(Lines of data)
┌──

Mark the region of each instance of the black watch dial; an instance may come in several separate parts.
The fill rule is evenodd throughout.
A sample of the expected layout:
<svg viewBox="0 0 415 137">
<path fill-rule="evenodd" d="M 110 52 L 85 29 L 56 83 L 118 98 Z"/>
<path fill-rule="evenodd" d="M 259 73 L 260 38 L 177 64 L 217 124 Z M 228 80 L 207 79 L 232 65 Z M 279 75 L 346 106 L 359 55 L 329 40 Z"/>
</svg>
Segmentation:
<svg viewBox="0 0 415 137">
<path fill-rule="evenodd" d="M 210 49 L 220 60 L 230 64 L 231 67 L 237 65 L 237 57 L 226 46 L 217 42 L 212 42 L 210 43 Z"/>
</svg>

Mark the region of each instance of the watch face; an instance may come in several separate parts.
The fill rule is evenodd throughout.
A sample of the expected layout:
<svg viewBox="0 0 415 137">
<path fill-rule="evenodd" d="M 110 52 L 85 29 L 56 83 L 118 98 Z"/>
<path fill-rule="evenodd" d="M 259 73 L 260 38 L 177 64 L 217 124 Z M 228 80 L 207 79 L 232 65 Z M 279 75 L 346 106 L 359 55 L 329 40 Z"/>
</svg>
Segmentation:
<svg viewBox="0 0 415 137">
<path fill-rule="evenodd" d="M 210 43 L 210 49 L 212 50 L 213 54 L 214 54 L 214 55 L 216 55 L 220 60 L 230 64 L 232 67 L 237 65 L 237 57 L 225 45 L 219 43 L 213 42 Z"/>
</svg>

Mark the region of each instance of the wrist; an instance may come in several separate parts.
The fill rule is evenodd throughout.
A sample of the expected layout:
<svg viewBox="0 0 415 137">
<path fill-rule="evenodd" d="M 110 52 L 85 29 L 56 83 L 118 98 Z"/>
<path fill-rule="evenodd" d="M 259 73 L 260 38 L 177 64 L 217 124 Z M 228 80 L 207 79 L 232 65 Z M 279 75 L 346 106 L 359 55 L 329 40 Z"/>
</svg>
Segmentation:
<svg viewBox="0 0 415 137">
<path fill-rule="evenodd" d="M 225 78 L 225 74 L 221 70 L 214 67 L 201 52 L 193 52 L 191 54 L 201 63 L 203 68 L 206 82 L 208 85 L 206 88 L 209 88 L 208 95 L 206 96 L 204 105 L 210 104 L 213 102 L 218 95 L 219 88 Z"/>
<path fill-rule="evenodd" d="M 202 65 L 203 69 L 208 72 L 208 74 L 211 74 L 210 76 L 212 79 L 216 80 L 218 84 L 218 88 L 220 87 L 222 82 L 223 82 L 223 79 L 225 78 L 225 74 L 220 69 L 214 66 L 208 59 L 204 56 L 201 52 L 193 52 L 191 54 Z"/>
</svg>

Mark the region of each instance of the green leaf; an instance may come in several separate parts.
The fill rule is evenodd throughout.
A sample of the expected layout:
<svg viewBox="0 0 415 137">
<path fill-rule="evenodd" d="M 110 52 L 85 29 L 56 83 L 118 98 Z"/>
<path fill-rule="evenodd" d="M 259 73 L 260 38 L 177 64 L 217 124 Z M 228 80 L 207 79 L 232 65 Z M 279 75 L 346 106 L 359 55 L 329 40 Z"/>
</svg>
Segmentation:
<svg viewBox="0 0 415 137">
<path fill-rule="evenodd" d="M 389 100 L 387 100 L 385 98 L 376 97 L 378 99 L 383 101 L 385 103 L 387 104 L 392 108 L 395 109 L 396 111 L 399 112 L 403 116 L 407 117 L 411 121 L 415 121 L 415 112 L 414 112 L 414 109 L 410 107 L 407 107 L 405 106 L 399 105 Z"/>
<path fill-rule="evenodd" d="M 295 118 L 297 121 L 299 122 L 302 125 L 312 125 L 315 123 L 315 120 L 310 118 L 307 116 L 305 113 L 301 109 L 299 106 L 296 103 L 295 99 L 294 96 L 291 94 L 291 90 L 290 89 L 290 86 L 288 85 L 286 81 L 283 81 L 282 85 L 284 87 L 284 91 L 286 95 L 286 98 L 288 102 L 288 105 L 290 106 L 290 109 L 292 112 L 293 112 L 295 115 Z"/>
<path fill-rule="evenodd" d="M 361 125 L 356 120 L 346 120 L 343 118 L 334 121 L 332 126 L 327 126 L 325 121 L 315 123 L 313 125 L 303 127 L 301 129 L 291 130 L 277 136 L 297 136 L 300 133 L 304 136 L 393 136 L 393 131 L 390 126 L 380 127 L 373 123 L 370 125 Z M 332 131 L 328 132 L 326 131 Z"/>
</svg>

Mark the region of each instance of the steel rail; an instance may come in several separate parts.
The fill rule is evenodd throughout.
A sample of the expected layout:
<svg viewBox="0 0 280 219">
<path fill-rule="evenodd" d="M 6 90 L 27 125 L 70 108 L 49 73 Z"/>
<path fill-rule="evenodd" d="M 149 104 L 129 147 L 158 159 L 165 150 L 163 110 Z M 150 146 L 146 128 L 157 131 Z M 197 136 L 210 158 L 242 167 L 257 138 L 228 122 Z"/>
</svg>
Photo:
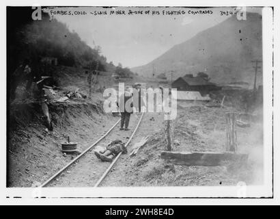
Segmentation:
<svg viewBox="0 0 280 219">
<path fill-rule="evenodd" d="M 84 155 L 85 153 L 87 153 L 89 150 L 91 150 L 96 144 L 98 144 L 100 140 L 102 140 L 104 138 L 105 138 L 110 132 L 112 131 L 112 129 L 120 123 L 120 119 L 117 120 L 117 123 L 113 125 L 110 129 L 107 131 L 102 136 L 101 136 L 96 142 L 95 142 L 93 144 L 89 146 L 85 151 L 84 151 L 81 154 L 80 154 L 78 157 L 75 157 L 72 161 L 71 161 L 70 163 L 66 164 L 64 168 L 62 168 L 61 170 L 59 170 L 57 172 L 56 172 L 53 177 L 49 178 L 47 181 L 46 181 L 44 183 L 42 183 L 41 185 L 40 185 L 40 188 L 42 188 L 48 185 L 50 182 L 51 182 L 54 179 L 55 179 L 58 175 L 59 175 L 62 172 L 64 172 L 66 169 L 67 169 L 69 166 L 70 166 L 72 164 L 73 164 L 75 162 L 76 162 L 79 159 L 80 159 L 83 155 Z"/>
<path fill-rule="evenodd" d="M 127 147 L 128 146 L 129 143 L 131 142 L 131 140 L 132 139 L 133 136 L 135 134 L 136 131 L 138 129 L 138 127 L 139 127 L 139 126 L 140 125 L 140 123 L 142 120 L 142 117 L 143 117 L 143 114 L 144 114 L 144 112 L 142 112 L 142 114 L 141 115 L 140 119 L 138 121 L 137 125 L 136 126 L 135 129 L 134 129 L 132 134 L 130 136 L 130 138 L 128 139 L 128 141 L 124 145 L 125 147 Z M 114 159 L 113 162 L 110 164 L 109 168 L 105 170 L 105 172 L 103 173 L 102 177 L 99 179 L 99 180 L 97 181 L 97 183 L 94 185 L 94 187 L 98 187 L 102 183 L 102 181 L 107 176 L 108 173 L 110 172 L 111 169 L 113 168 L 113 166 L 117 162 L 117 159 L 120 158 L 120 157 L 121 156 L 122 154 L 122 152 L 119 153 L 119 154 L 117 155 L 117 157 L 115 157 L 115 158 Z"/>
</svg>

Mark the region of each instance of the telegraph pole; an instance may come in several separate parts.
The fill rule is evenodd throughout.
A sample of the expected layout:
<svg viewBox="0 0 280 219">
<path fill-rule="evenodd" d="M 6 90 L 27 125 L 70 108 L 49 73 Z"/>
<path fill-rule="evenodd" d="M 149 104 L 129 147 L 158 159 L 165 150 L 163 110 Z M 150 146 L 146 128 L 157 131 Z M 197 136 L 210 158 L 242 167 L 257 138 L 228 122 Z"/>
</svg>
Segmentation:
<svg viewBox="0 0 280 219">
<path fill-rule="evenodd" d="M 251 61 L 253 63 L 255 63 L 255 66 L 253 67 L 255 68 L 255 78 L 254 78 L 254 90 L 253 92 L 253 104 L 255 104 L 256 99 L 257 99 L 257 69 L 260 68 L 261 66 L 258 66 L 257 64 L 258 63 L 262 62 L 262 61 L 260 60 L 255 60 L 255 61 Z"/>
</svg>

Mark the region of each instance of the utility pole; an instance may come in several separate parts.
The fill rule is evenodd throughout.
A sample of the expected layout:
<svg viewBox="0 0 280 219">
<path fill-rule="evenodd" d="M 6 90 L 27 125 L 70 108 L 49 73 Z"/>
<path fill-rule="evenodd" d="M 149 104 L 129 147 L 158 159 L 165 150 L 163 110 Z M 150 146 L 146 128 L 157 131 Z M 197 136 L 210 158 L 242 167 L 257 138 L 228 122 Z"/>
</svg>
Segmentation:
<svg viewBox="0 0 280 219">
<path fill-rule="evenodd" d="M 255 63 L 255 66 L 253 67 L 255 68 L 255 78 L 254 78 L 254 90 L 253 92 L 253 105 L 255 105 L 256 100 L 257 100 L 257 69 L 260 68 L 261 66 L 258 66 L 257 64 L 259 62 L 262 62 L 262 61 L 260 60 L 255 60 L 255 61 L 251 61 L 253 63 Z"/>
<path fill-rule="evenodd" d="M 255 66 L 253 67 L 255 68 L 255 78 L 254 78 L 254 93 L 255 93 L 257 88 L 256 88 L 256 84 L 257 84 L 257 69 L 260 68 L 260 66 L 257 66 L 257 64 L 259 62 L 262 62 L 262 61 L 256 60 L 255 61 L 251 61 L 251 62 L 255 62 Z"/>
</svg>

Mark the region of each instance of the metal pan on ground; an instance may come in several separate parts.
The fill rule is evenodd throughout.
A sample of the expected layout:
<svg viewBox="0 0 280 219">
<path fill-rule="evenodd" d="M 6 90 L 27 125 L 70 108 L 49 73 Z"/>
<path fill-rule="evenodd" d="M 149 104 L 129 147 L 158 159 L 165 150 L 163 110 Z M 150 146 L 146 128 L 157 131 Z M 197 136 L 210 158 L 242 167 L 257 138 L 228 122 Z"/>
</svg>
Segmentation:
<svg viewBox="0 0 280 219">
<path fill-rule="evenodd" d="M 61 143 L 61 151 L 64 153 L 73 153 L 77 151 L 77 142 Z"/>
</svg>

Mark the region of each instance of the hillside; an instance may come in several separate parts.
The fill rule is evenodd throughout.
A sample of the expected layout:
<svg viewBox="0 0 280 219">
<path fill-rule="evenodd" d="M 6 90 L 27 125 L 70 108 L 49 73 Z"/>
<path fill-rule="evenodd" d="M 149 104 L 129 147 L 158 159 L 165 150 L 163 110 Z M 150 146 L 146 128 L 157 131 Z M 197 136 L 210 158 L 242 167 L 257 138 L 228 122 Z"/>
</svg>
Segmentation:
<svg viewBox="0 0 280 219">
<path fill-rule="evenodd" d="M 31 13 L 29 7 L 10 7 L 7 10 L 8 75 L 26 58 L 30 60 L 33 68 L 40 68 L 38 65 L 42 58 L 54 57 L 57 59 L 59 65 L 90 65 L 94 69 L 98 62 L 98 70 L 115 70 L 115 66 L 107 63 L 106 57 L 100 55 L 102 48 L 91 48 L 65 24 L 55 18 L 50 20 L 48 14 L 42 13 L 41 21 L 33 21 Z"/>
<path fill-rule="evenodd" d="M 165 72 L 168 75 L 172 70 L 176 79 L 206 70 L 216 83 L 246 81 L 252 84 L 254 64 L 251 61 L 262 60 L 262 16 L 247 13 L 246 21 L 230 17 L 132 70 L 146 77 L 152 77 L 153 68 L 155 75 Z M 260 75 L 258 83 L 262 81 Z"/>
</svg>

└──

Rewrite the rows starting at the line that contains "Mark the region of each instance of the hillside;" and continuing through the last row, with "slope" in place of "hillside" and everything else left unchanged.

Mark the region of each instance of the slope; an instance may come in several separate parts.
The fill rule is evenodd throughout.
A sample of the expected layout:
<svg viewBox="0 0 280 219">
<path fill-rule="evenodd" d="M 6 90 L 27 125 L 70 108 L 49 73 Z"/>
<path fill-rule="evenodd" d="M 149 104 L 129 147 L 158 159 L 165 150 L 163 110 Z M 150 146 L 146 128 L 157 131 Z M 197 136 L 210 158 L 242 167 L 257 138 L 228 122 Z"/>
</svg>
Segmentation:
<svg viewBox="0 0 280 219">
<path fill-rule="evenodd" d="M 31 13 L 29 7 L 10 7 L 7 10 L 8 75 L 26 58 L 30 60 L 33 68 L 40 68 L 38 65 L 42 58 L 54 57 L 57 59 L 59 65 L 90 65 L 94 69 L 98 62 L 98 70 L 115 70 L 115 66 L 107 63 L 106 57 L 100 55 L 102 48 L 91 48 L 65 24 L 55 18 L 50 20 L 48 14 L 42 13 L 41 21 L 33 21 Z"/>
<path fill-rule="evenodd" d="M 165 72 L 168 75 L 172 70 L 176 79 L 206 70 L 216 83 L 246 81 L 252 84 L 254 64 L 251 61 L 262 60 L 262 16 L 247 13 L 246 21 L 230 17 L 132 70 L 146 77 L 152 77 L 153 68 L 155 75 Z M 260 75 L 258 83 L 262 81 Z"/>
</svg>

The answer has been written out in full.